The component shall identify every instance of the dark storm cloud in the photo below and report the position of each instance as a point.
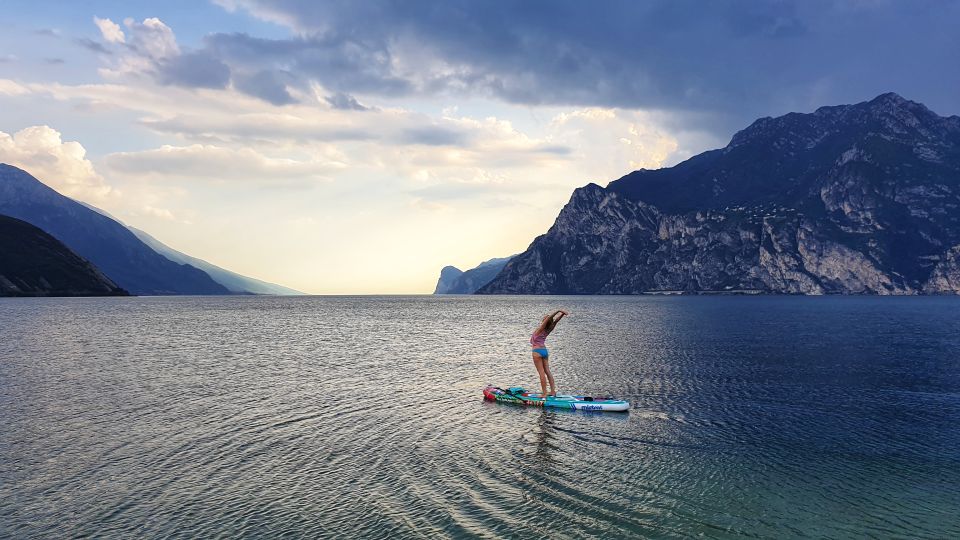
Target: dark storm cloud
(733, 58)
(267, 85)
(194, 69)
(345, 102)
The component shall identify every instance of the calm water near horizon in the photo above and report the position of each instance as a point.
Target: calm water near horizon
(768, 417)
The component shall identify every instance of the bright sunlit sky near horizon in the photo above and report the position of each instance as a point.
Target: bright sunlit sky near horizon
(358, 147)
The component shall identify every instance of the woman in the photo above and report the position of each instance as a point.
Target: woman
(540, 354)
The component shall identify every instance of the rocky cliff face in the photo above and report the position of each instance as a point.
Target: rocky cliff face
(33, 263)
(101, 240)
(857, 199)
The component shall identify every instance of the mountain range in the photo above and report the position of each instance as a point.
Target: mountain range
(455, 281)
(142, 268)
(37, 264)
(849, 199)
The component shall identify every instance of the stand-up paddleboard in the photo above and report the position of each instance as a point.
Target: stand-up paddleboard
(578, 403)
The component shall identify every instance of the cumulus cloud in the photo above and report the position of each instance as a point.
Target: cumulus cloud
(664, 54)
(41, 151)
(110, 30)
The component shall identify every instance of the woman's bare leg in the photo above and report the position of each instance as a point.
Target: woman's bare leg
(546, 369)
(538, 361)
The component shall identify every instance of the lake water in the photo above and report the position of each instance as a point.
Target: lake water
(362, 417)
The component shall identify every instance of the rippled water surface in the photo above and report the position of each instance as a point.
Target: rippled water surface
(362, 417)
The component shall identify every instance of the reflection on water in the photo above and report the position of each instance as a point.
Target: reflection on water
(362, 416)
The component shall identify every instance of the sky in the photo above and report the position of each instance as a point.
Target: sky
(344, 147)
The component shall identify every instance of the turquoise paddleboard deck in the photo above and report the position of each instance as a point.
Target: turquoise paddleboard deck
(520, 396)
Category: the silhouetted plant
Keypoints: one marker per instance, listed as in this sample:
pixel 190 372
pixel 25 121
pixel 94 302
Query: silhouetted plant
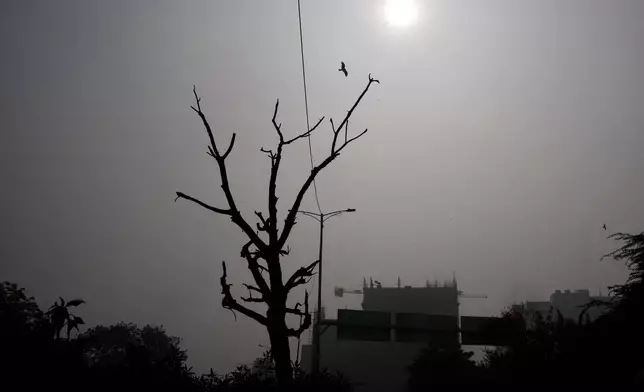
pixel 270 287
pixel 60 316
pixel 439 366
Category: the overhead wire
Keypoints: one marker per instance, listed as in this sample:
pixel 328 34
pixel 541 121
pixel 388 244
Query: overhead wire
pixel 308 127
pixel 306 104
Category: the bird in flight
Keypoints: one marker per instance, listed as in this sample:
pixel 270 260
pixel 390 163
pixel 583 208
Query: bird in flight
pixel 343 69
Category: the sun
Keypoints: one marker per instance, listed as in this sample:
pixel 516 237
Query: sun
pixel 401 13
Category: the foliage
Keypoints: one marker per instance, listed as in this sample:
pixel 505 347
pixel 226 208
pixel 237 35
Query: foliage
pixel 436 366
pixel 59 316
pixel 19 313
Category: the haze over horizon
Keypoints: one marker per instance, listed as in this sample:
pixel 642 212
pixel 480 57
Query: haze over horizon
pixel 502 137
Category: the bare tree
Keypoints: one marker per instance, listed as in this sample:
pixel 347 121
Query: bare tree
pixel 263 255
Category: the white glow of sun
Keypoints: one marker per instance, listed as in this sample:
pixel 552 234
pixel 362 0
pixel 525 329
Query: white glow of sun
pixel 401 13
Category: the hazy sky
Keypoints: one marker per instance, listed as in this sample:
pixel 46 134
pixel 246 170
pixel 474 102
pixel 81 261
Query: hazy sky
pixel 503 135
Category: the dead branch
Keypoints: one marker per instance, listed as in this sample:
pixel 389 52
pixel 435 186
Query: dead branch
pixel 253 265
pixel 250 297
pixel 213 151
pixel 228 302
pixel 307 318
pixel 290 218
pixel 262 226
pixel 305 134
pixel 204 205
pixel 301 276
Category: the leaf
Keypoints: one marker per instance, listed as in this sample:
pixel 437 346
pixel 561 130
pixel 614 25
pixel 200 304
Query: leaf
pixel 75 302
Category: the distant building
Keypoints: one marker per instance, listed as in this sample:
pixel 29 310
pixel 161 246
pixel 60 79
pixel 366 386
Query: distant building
pixel 373 347
pixel 569 303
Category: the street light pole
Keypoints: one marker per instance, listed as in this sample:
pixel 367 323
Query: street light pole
pixel 320 217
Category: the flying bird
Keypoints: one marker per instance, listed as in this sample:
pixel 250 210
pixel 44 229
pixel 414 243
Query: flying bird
pixel 343 68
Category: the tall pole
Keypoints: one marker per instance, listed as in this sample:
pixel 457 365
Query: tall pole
pixel 316 325
pixel 320 217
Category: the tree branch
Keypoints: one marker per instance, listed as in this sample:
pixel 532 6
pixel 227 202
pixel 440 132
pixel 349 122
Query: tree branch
pixel 307 318
pixel 234 213
pixel 181 195
pixel 254 267
pixel 290 218
pixel 228 302
pixel 250 294
pixel 305 134
pixel 301 276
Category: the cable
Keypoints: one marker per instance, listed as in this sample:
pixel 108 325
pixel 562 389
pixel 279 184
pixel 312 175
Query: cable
pixel 306 104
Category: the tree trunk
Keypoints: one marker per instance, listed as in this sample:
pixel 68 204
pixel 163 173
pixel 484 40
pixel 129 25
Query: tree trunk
pixel 280 349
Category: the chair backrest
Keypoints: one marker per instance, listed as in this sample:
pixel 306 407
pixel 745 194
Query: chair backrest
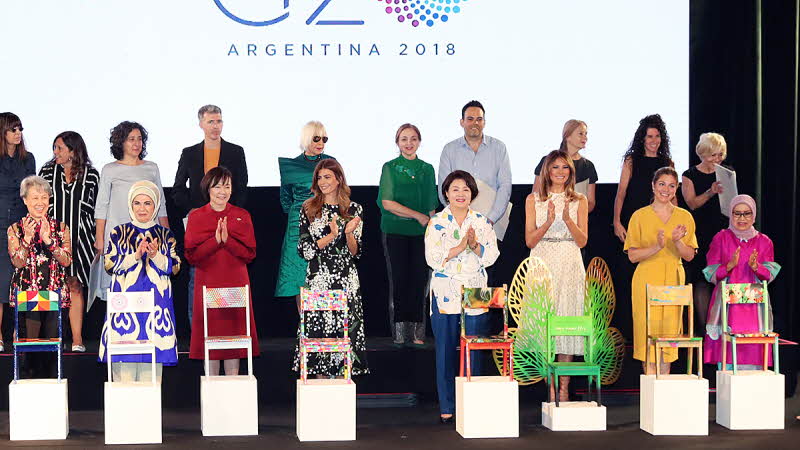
pixel 37 301
pixel 232 297
pixel 323 300
pixel 130 302
pixel 569 326
pixel 746 293
pixel 484 298
pixel 678 296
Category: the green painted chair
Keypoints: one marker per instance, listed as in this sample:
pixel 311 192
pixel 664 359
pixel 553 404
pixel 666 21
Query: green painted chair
pixel 571 326
pixel 747 293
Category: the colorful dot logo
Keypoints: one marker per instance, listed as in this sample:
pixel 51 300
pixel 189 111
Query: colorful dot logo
pixel 423 12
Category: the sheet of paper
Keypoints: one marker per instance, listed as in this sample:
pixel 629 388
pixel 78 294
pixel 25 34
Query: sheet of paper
pixel 727 179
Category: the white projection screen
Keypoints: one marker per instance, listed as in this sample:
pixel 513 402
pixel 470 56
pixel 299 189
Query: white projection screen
pixel 273 65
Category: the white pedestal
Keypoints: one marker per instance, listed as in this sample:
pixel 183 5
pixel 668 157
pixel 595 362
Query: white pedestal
pixel 574 416
pixel 229 406
pixel 487 407
pixel 674 405
pixel 132 413
pixel 750 400
pixel 326 410
pixel 37 409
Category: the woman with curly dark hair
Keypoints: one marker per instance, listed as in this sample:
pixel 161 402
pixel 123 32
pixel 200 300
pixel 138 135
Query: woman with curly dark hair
pixel 129 147
pixel 16 163
pixel 74 181
pixel 648 152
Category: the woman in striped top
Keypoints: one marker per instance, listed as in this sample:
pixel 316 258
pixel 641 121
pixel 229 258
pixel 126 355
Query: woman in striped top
pixel 74 182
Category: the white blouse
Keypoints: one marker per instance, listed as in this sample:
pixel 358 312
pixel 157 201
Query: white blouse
pixel 466 268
_ _ _ _ _
Copy every item above word for word, from the first to the last, and leave the pictures out.

* **IN RESPONSE**:
The component shall identify every instance of the dark storm cloud in the photo below and report the position of each instance as a point.
Target: dark storm cloud
(733, 58)
(267, 85)
(194, 69)
(345, 102)
The component shall identify every instance of the calm water near horizon in the photo above and report the position of each instance as a point.
Target: calm water near horizon
(768, 417)
The component shall identify every instance of the bright sunlit sky near horizon in the photo above and report the position of each instance as a point.
Target: bright sunlit sky near horizon
(358, 147)
The component shall identify every instance of the woman in the photo above and report the position of each instance as a point.
Target: woman
(540, 354)
The component shall identify every instance of the rocky cliff face in the photo above and report the position of each instance as a point.
Target: rocky cliff face
(33, 263)
(101, 240)
(857, 199)
The component shall identify every instance of the mountain range in the photo above and report the position of each instance as a point.
Target: mountain range
(455, 281)
(142, 268)
(37, 264)
(849, 199)
The component shall identify every instance of the stand-up paddleboard in the photo above and report the position of each instance as a point.
Target: stand-up paddleboard
(578, 403)
The component shall identify every instance of the cumulus cloud in the photo above and report the position of each instance as a point.
Target: cumulus cloud
(664, 54)
(41, 151)
(110, 30)
The component shall identify every instance of the woman's bare leg in the photo above and report the position of each instance as a point.
Target: woman's bare leg
(546, 369)
(538, 361)
The component shall identify every instance of the lake water in the photo above and report the position of each instance as a point.
Target: lake water
(362, 417)
The component shall identify every instance of the rippled water surface in the photo above and report the position of each instance as a point.
Target: rippled water surface
(362, 417)
The component shall identify every instance of the reflection on water in the photo above and report the position of each instance as a point.
Target: reflection on water
(362, 416)
The component shall identify every instance of the sky in the photo above and report the position of each instance as a point.
Target: sky
(344, 147)
The component shall identify every instance of the turquoise paddleboard deck in the photo above and report the position of each instance as a point.
Target: turquoise paddleboard deck
(520, 396)
Category: the silhouetted plant
Keypoints: one marker per instance, listed as in this sample:
pixel 190 372
pixel 25 121
pixel 94 302
Query: silhouetted plant
pixel 270 287
pixel 60 316
pixel 439 366
Category: the overhead wire
Keypoints: one marker per instance, listed as in this sample:
pixel 328 34
pixel 541 121
pixel 388 244
Query: overhead wire
pixel 308 127
pixel 306 104
Category: the bird in flight
Keypoints: one marker per instance, listed as in this sample:
pixel 270 260
pixel 390 163
pixel 583 208
Query: bird in flight
pixel 343 69
Category: the sun
Keypoints: one marker per instance, listed as in this sample:
pixel 516 237
Query: sun
pixel 401 13
Category: the foliage
Keypoints: one marker per instance, listed as in this sample:
pixel 505 347
pixel 226 208
pixel 237 35
Query: foliage
pixel 436 366
pixel 59 316
pixel 19 313
Category: the haze over horizon
Keypoints: one marker per instance, listed as in this sample:
pixel 642 212
pixel 480 57
Query: haze over horizon
pixel 502 137
Category: the bare tree
Keypoints: one marker per instance, listed as in this sample:
pixel 347 121
Query: bare tree
pixel 263 255
Category: the white glow of sun
Keypoints: one marker per instance, listed as in this sample:
pixel 552 234
pixel 362 0
pixel 525 329
Query: white glow of sun
pixel 401 13
Category: the hazy sky
Keypoints: one marker per instance, listed as in this sample:
pixel 46 134
pixel 246 170
pixel 474 102
pixel 81 261
Query: hazy sky
pixel 503 135
Category: the dead branch
Keypoints: one marker per instance, listed as in this sample:
pixel 389 52
pixel 435 186
Query: dead branch
pixel 253 265
pixel 250 297
pixel 213 151
pixel 228 302
pixel 307 318
pixel 290 218
pixel 262 226
pixel 305 134
pixel 204 205
pixel 301 276
Category: the leaf
Keypoints: one marker per instance, listed as in this sample:
pixel 437 346
pixel 561 130
pixel 614 25
pixel 200 304
Query: leaf
pixel 75 302
Category: the distant building
Keypoints: one marker per instance, listed as in this sample:
pixel 29 310
pixel 161 246
pixel 60 79
pixel 366 386
Query: distant building
pixel 373 347
pixel 569 303
Category: the street light pole
Keypoints: one marker per instance, listed as in this sample:
pixel 367 323
Query: street light pole
pixel 320 217
Category: the flying bird
Keypoints: one marker per instance, listed as in this sample:
pixel 250 210
pixel 44 229
pixel 414 243
Query: flying bird
pixel 343 68
Category: the tall pole
Keypoints: one marker per instance, listed as in this sample:
pixel 457 365
Query: tall pole
pixel 316 325
pixel 320 217
Category: the tree branch
Keypoints: one marker per instance, listed as in this sample:
pixel 532 6
pixel 227 202
pixel 440 132
pixel 349 122
Query: tree branch
pixel 307 318
pixel 234 213
pixel 181 195
pixel 254 267
pixel 290 218
pixel 228 302
pixel 250 294
pixel 305 134
pixel 301 276
Category: the cable
Keypoints: one marker per instance, listed as in this sample:
pixel 108 325
pixel 562 389
pixel 279 184
pixel 312 175
Query: cable
pixel 306 104
Category: the tree trunk
Keypoints: one marker per instance, listed as in this sample:
pixel 68 204
pixel 163 173
pixel 484 40
pixel 129 25
Query: tree trunk
pixel 280 349
Category: the chair backrest
Keypoints: one marker per instance, listed as in this sample:
pixel 306 407
pixel 745 194
Query: chair backrest
pixel 37 301
pixel 232 297
pixel 323 300
pixel 130 302
pixel 569 326
pixel 746 293
pixel 484 298
pixel 678 296
Category: the green painted chair
Keypoints: one marker per instance, listed as in this sample:
pixel 311 192
pixel 664 359
pixel 553 404
pixel 666 21
Query: green painted chair
pixel 571 326
pixel 747 293
Category: the colorful dot logo
Keypoints: one marker per instance, listed as in this sample:
pixel 51 300
pixel 189 111
Query: colorful dot logo
pixel 423 12
Category: the sheet of paper
Keypoints: one marker per instance, listed as in this sample:
pixel 629 388
pixel 78 294
pixel 25 34
Query: sheet of paper
pixel 727 179
Category: the white projection screen
Keypoints: one marker per instance, listed as in this sample:
pixel 513 402
pixel 470 56
pixel 299 189
Query: white projection screen
pixel 273 65
Category: the white pedestal
Keypoints: one marker per instance, listed as in this sample:
pixel 183 5
pixel 668 157
pixel 595 362
Query: white pedestal
pixel 574 416
pixel 229 406
pixel 487 407
pixel 674 405
pixel 132 413
pixel 750 400
pixel 326 410
pixel 37 409
Category: the woman with curly dark hair
Keypoints: one marker per instance, listed as in this sample:
pixel 161 402
pixel 123 32
pixel 200 300
pixel 138 135
Query: woman with curly dark hair
pixel 129 147
pixel 16 163
pixel 74 181
pixel 648 152
Category: the woman in striped top
Keypoints: one marker per instance, listed as in this sample:
pixel 316 258
pixel 641 121
pixel 229 258
pixel 126 355
Query: woman in striped top
pixel 74 182
Category: the white blouse
Keypoints: one marker per instance, listed as in this sample:
pixel 358 312
pixel 157 201
Query: white blouse
pixel 466 268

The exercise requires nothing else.